**TASK GOAL:** In the records below, the lines from the one with "Ground sofa armrest" through the last are to be printed exactly, and nothing else.

**Text-to-region grounding data:**

++++++++++++++++++++

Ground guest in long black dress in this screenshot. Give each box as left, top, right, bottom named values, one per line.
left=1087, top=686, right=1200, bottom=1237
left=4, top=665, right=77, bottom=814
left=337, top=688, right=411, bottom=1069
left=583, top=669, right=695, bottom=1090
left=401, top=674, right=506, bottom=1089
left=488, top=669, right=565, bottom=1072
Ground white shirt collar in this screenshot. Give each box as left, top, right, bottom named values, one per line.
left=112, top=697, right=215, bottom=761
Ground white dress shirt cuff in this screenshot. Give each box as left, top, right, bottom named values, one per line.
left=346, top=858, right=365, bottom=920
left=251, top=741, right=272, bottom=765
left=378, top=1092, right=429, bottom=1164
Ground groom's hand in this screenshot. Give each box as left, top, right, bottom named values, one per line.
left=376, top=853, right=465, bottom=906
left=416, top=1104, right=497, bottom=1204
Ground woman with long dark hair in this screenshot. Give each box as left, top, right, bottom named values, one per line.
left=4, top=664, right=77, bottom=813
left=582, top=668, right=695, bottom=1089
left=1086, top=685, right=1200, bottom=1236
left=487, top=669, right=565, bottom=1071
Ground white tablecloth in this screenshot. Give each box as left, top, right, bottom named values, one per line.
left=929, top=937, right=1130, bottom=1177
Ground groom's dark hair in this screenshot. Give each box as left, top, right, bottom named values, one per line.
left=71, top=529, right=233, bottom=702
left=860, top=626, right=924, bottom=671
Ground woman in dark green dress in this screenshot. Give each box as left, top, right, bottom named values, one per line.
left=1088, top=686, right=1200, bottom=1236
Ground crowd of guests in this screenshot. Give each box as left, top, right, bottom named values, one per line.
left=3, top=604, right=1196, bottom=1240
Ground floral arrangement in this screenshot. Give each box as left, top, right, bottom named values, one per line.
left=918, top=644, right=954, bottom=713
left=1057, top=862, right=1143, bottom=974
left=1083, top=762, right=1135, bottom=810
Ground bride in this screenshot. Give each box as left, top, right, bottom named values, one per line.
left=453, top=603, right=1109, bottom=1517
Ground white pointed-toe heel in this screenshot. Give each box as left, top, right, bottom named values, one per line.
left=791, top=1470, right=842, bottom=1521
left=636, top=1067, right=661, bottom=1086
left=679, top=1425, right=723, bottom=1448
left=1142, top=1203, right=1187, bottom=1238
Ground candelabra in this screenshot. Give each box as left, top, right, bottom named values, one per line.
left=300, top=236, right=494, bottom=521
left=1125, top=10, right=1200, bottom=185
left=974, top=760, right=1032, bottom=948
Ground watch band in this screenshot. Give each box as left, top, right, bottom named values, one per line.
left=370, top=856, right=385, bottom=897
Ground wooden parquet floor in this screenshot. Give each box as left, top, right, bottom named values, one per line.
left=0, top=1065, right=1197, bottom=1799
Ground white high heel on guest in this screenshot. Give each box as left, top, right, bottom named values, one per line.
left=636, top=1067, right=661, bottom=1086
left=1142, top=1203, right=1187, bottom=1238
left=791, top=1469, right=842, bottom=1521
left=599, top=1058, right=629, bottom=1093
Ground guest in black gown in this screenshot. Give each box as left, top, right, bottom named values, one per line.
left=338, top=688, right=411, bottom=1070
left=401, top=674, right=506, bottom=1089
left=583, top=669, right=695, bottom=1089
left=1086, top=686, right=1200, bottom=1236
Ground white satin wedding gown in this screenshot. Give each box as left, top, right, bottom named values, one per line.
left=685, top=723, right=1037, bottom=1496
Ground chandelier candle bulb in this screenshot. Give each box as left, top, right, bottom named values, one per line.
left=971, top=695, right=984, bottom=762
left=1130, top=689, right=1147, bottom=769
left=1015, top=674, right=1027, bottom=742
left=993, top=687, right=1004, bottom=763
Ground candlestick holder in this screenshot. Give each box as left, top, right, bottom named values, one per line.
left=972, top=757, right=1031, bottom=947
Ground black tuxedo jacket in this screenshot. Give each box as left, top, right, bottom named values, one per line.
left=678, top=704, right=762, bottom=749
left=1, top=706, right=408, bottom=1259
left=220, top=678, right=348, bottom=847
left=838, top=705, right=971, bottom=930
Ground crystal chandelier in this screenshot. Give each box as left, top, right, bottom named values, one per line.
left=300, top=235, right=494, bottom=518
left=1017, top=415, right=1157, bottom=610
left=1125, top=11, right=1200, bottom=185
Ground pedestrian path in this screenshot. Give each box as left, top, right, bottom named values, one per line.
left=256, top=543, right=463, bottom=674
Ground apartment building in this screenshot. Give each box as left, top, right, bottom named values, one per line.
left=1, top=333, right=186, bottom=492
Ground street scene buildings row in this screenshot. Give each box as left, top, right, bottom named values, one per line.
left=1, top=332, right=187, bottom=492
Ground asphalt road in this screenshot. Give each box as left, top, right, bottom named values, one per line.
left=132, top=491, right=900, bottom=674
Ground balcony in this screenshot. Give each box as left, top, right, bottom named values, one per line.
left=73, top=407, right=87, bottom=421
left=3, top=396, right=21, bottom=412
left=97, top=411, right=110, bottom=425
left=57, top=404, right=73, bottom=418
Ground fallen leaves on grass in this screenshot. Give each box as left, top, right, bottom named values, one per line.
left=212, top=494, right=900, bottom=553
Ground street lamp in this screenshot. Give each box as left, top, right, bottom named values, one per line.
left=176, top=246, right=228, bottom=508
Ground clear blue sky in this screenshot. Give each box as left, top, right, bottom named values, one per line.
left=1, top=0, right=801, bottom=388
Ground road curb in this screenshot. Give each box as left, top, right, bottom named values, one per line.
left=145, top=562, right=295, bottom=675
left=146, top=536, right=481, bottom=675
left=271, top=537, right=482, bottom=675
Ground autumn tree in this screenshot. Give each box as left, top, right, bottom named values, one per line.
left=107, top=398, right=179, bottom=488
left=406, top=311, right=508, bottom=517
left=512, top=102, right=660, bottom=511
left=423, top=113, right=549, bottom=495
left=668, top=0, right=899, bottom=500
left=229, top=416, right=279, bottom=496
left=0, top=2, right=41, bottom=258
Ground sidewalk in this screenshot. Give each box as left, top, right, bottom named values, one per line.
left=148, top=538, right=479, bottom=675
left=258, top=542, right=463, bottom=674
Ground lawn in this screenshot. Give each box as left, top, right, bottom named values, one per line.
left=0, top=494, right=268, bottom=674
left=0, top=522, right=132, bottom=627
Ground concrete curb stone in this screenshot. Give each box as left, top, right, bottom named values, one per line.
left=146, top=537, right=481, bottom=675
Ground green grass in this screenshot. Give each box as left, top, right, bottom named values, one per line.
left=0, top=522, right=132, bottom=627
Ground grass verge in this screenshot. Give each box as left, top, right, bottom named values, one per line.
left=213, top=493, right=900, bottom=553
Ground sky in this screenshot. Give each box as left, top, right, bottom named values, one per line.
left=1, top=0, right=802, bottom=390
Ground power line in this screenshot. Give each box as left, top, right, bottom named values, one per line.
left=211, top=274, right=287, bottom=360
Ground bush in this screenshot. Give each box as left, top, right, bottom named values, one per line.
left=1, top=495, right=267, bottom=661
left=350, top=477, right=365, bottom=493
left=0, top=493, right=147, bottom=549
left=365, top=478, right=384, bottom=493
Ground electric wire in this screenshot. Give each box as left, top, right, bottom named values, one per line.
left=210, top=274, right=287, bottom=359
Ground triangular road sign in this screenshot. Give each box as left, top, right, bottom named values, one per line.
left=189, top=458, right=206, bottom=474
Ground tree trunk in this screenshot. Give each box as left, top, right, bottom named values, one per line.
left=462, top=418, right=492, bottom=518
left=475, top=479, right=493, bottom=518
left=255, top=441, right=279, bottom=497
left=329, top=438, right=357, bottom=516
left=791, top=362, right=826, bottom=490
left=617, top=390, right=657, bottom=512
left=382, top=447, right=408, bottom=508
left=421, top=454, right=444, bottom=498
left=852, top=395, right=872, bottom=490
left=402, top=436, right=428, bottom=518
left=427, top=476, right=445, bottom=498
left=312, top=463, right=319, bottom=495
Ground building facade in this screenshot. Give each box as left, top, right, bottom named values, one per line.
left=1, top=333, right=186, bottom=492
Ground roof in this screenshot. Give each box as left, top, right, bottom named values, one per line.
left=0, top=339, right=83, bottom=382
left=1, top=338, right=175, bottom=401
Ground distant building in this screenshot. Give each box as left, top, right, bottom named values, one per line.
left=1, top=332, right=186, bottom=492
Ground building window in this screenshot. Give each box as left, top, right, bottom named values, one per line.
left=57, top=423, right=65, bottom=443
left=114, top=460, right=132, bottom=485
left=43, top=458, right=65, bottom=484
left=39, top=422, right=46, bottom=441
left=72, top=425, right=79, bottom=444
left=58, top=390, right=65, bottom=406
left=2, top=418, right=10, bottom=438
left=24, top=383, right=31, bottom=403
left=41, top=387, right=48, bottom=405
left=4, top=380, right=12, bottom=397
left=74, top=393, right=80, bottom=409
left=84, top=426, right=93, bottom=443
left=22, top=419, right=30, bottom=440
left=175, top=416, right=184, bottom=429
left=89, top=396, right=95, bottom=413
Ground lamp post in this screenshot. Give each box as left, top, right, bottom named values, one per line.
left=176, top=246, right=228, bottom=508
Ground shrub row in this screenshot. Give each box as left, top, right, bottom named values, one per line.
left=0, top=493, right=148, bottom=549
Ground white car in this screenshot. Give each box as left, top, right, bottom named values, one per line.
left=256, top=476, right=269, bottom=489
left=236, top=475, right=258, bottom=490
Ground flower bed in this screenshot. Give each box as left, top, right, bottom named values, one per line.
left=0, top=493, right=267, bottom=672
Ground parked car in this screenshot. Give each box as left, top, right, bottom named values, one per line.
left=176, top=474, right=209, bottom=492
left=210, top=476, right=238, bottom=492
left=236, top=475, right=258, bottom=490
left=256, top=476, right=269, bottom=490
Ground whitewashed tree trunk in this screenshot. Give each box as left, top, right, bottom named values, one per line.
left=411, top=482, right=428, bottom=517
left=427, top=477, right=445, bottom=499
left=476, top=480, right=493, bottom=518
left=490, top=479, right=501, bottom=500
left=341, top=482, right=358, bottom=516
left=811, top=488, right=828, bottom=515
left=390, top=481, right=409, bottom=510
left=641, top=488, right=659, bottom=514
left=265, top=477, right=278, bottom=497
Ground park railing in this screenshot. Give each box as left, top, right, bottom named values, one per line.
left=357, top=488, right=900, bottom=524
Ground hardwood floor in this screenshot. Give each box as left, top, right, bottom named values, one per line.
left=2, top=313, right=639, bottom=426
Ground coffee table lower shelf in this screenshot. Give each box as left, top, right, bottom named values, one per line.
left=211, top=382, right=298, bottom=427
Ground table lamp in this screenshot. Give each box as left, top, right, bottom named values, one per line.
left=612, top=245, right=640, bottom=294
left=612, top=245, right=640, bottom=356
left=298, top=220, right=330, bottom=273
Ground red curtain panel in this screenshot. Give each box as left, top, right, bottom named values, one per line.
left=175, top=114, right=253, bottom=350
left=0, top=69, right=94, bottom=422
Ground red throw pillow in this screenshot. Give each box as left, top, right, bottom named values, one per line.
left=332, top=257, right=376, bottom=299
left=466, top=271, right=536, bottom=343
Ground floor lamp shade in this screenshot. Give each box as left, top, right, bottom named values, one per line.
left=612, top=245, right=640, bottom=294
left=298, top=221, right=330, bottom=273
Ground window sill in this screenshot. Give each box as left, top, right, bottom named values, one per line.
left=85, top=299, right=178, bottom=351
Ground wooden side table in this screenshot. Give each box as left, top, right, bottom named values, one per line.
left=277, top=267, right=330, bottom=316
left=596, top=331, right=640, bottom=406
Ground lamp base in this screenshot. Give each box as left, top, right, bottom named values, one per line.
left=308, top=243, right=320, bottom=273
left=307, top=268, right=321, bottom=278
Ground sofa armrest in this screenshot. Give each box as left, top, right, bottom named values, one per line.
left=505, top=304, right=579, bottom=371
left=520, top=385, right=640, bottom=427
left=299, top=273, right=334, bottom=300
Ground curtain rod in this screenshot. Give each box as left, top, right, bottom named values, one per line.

++++++++++++++++++++

**RESPONSE AREA:**
Ground sofa armrest in this screenshot. Give each box as left, top, right, bottom named values, one per line.
left=505, top=304, right=579, bottom=371
left=520, top=385, right=640, bottom=427
left=299, top=273, right=334, bottom=300
Ground curtain rod in this screenshot. Give each box as left, top, right, bottom named values, one per line.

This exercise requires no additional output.